# Given problem
Rewrite the records below with every "gray t-shirt" replaced by "gray shirt" and everything else left unchanged.

# Records for this exercise
---+---

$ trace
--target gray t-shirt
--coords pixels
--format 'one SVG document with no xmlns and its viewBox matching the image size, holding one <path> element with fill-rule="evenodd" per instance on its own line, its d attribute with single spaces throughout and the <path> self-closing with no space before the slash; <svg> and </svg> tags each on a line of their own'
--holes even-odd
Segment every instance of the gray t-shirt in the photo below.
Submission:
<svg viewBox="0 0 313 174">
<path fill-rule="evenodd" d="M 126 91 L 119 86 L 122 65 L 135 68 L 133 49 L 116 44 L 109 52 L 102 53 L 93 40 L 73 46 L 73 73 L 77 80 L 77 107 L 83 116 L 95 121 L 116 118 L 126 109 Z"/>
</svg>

---+---

# Result for this exercise
$ trace
--target gray shirt
--coords pixels
--format 'one SVG document with no xmlns and its viewBox matching the image size, holding one <path> element with fill-rule="evenodd" per instance on its own line, its d attribute with single spaces throughout and the <path> self-closing with no space before the slash; <svg> and </svg> tags each on a line of their own'
--holes even-odd
Segment every instance of the gray shirt in the photo below.
Submission:
<svg viewBox="0 0 313 174">
<path fill-rule="evenodd" d="M 126 91 L 119 86 L 122 65 L 135 68 L 133 49 L 116 44 L 109 52 L 102 53 L 93 40 L 73 46 L 73 73 L 77 80 L 77 107 L 83 116 L 95 121 L 116 118 L 126 109 Z"/>
</svg>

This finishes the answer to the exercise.